- **SOURCE DOCUMENT**:
------------------------------------------------------------

Skip to content

aegean.greek

greek

Greek NLP pipeline — composable, individually-callable stages.

The dependency-free core covers normalize (NFC/NFD + Beta Code ↔ Unicode, with a lenient OCR-repair mode), tokenize (word/sentence), syllabify, accent analysis (accentuation), prosody/meter scansion, phonology (IPA), a seed lemmatize, baseline pos, and a rule-based morphology analyzer (analyze). pipeline runs the whole stack over a text in one call.

Opt-in backends layer on richer data and models:

  • use_neural_pipeline (the [neural] extra) loads the joint neural model — one pass serving UPOS, full morphology (UD FEATS), UD dependency trees, and lemmas, state of the art on the UD Ancient Greek benchmarks (measured numbers in docs/benchmarks.md). Once active, pos_tag/pos_tags, lemmatize, parse, and pipeline all use it.
  • use_treebank (Perseus AGDT) supplies attested, correctly-accented lemmas and full features for known forms.
  • use_lsj (Perseus Liddell-Scott-Jones) provides glossing (gloss/lookup).
  • use_parser (parse; arc-eager + averaged perceptron, trained on the AGDT) is a projective dependency parser (~0.67 UAS / 0.57 LAS).
  • use_tagger is an averaged-perceptron POS tagger (~84% on unseen forms).
  • use_lemmatizer is an edit-tree lemmatizer (~40% on unseen forms).
  • use_neural_lemmatizer (the [neural] extra) is a GreTa T5 seq2seq model served as int8 ONNX without torch; it pairs a gold lookup with seq2seq decoding and reaches 76.3% on unseen forms. lemmatize cascades neural pipeline -> treebank -> neural -> edit-tree -> seed.

Every stage is a plain function so it can be used standalone::

from aegean import greek
greek.betacode_to_unicode("mh=nin")      # 'μῆνιν'
greek.syllabify("ἄνθρωπος")              # ['ἄν', 'θρω', 'πος']
greek.accentuation("λόγος").classification  # 'paroxytone'
greek.pipeline("ἐν ἀρχῇ ἦν ὁ λόγος.")    # per-token records, one call

AccentInfo dataclass

AccentInfo(syllables: tuple[str, ...], accent_type: str | None, position_from_end: int | None, classification: str | None)

The accent analysis of one word.

Analysis dataclass

Analysis(lemma: str, pos: str, case: str | None = None, number: str | None = None, gender: str | None = None, tense: str | None = None, voice: str | None = None, mood: str | None = None, person: str | None = None, degree: str | None = None, lemma_certain: bool = True)

One candidate morphological reading of a form.

features

features() -> dict[str, str]

The non-empty morphological features, in a stable order.

TreebankLexicon

TreebankLexicon(data: dict[str, list[dict[str, str]]])

An attested form→analyses lexicon built from the AGDT treebank.

load classmethod

load(path: Path | str | None = None) -> 'TreebankLexicon'

Load a built lexicon JSON (defaults to the cached one).

analyze

analyze(form: str) -> tuple[Analysis, ...]

Attested analyses for a form (frequency-ordered), or () if unknown.

------------------------------------------------------------

- **SUPPLIED INFORMATION**:
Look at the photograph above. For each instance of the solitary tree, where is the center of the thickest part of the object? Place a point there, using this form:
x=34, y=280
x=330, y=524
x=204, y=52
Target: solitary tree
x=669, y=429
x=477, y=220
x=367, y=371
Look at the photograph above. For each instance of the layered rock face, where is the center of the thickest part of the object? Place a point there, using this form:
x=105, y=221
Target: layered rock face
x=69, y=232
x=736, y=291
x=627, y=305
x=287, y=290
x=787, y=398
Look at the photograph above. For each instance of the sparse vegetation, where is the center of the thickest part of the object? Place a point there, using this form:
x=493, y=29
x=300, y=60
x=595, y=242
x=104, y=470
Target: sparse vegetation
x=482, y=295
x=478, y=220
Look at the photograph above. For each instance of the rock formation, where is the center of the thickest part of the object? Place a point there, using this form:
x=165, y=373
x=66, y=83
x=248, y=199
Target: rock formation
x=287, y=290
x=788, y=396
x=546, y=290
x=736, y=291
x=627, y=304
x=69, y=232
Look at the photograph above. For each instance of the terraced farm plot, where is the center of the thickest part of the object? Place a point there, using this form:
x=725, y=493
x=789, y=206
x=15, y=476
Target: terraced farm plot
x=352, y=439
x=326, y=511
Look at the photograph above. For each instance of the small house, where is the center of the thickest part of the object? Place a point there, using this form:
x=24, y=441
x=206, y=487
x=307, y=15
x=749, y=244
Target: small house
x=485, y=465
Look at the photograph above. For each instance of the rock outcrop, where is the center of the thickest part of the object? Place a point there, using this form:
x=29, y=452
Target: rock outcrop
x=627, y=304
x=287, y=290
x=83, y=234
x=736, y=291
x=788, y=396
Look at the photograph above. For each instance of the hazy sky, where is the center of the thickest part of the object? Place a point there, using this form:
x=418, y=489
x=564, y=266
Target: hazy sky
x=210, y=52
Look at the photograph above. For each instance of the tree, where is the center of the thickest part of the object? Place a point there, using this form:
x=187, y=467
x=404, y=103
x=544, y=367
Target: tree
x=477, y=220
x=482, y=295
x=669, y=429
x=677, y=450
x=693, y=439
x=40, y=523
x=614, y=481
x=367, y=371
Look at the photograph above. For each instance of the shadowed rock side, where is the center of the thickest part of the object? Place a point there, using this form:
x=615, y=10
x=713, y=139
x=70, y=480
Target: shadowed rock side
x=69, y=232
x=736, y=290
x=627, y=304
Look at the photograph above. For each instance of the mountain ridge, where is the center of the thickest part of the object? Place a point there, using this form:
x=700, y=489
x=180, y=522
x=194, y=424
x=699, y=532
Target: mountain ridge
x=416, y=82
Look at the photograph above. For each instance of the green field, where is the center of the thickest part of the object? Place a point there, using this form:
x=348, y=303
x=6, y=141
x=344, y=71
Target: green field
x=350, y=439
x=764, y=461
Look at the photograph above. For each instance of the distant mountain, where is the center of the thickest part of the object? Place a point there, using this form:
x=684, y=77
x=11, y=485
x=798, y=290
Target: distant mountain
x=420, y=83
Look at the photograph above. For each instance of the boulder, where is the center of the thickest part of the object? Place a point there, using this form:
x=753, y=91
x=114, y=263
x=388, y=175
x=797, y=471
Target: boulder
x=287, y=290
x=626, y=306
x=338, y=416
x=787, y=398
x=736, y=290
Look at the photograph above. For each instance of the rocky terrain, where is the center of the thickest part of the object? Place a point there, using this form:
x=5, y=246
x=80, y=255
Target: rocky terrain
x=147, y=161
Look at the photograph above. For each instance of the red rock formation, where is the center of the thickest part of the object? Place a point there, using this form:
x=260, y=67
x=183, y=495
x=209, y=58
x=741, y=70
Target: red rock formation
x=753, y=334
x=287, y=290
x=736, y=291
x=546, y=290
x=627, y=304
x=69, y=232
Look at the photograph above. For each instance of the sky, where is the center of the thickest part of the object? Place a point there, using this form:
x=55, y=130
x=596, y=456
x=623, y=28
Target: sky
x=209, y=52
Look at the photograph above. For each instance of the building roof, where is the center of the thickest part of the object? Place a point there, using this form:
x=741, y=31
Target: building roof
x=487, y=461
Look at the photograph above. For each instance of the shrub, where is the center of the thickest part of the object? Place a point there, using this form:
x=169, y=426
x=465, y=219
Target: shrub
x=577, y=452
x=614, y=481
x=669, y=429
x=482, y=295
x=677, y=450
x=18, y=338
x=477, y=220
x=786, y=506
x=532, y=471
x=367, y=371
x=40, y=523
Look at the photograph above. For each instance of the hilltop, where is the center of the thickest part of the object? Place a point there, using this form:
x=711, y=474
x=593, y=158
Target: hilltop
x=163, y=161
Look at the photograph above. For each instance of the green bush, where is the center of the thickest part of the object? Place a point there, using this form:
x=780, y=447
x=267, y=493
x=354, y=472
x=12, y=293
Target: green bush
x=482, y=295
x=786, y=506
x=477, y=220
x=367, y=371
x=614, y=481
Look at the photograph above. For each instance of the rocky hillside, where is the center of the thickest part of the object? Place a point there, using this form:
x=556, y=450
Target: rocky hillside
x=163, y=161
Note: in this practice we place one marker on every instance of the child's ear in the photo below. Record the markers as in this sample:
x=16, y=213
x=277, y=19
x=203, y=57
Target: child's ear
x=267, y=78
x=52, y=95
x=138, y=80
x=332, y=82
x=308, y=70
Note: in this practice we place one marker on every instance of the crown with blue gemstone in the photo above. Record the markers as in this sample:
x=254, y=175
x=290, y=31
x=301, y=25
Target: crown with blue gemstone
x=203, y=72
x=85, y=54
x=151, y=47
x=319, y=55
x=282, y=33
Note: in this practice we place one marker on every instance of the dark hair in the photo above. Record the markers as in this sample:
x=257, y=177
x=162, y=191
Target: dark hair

------------------------------------------------------------

- **EXERCISE SET**:
1 > List the seven opt-in backends named in the Greek NLP pipeline documentation.
2 > From the Greek NLP pipeline documentation, quote word for word the passage that begins with the words containing "Analysis dataclass" and ends with "reading of a form.".
3 > Continue the Greek NLP pipeline documentation from its final line.

- **RESPONSES TO THE EXERCISE**:
1 > use_neural_pipeline, use_treebank, use_lsj, use_parser, use_tagger, use_lemmatizer, use_neural_lemmatizer

2 >
Analysis dataclass

Analysis(lemma: str, pos: str, case: str | None = None, number: str | None = None, gender: str | None = None, tense: str | None = None, voice: str | None = None, mood: str | None = None, person: str | None = None, degree: str | None = None, lemma_certain: bool = True)

One candidate morphological reading of a form.

3 >
lemmatize

lemmatize(form: str) -> str | None

The most-attested lemma for a form, or None if unknown.

pos

pos(form: str) -> str | None

The most-attested part-of-speech tag for a form, or None if unknown.

LSJEntry dataclass

LSJEntry(headword: str, raw_key: str, lead: str, senses: tuple[Sense, ...], short: str)

A Liddell-Scott-Jones entry.

LSJLexicon

LSJLexicon(data: dict[str, dict[str, Any]])

A lemma→entry view of the Perseus LSJ, with lemmatize-on-miss lookup.

lookup

lookup(word: str) -> LSJEntry | None

The full LSJ entry for a word (form or lemma), or None if unknown.

gloss

gloss(word: str) -> str | None

A concise gloss — headword: <first sense> — or None if unknown.

LexiconNotLoadedError

Bases: RuntimeError

Raised when gloss/lookup is called before use_lsj.

DepToken dataclass

DepToken(id: int, form: str, lemma: str, upos: str, head: int, relation: str, postag: str = '')

One token in a dependency tree (1-based id; head=0 is the root).

DepTree dataclass

DepTree(tokens: tuple[DepToken, ...])

A dependency tree over a sentence's tokens (AGDT/Prague relation labels).

root

root() -> DepToken | None

The token whose head is the artificial root (0).

is_projective

is_projective() -> bool

Whether the tree has no crossing arcs (arc-eager can only build these).

ParserNotLoadedError

Bases: RuntimeError

Raised when parse is called before use_parser.

TaggerNotLoadedError

Bases: RuntimeError

Raised when tag_pos is used before use_tagger.

LemmatizerNotLoadedError

Bases: RuntimeError

Raised when the trained lemmatizer is used before use_lemmatizer.

NeuralLemmatizerNotLoadedError

Bases: RuntimeError

Raised when the neural lemmatizer is used before use_neural_lemmatizer, or when the [neural] extra (onnxruntime/tokenizers) is not installed.

NeuralPipelineNotLoadedError

Bases: RuntimeError

Raised when the neural pipeline is used before use_neural_pipeline, or when the [neural] extra (onnxruntime/tokenizers/numpy) is not installed.

SentenceAnalysis dataclass

SentenceAnalysis(tokens: tuple[str, ...], upos: tuple[str, ...], xpos: tuple[str, ...], feats: tuple[str, ...], head: tuple[int, ...], deprel: tuple[str, ...], lemma: tuple[str, ...])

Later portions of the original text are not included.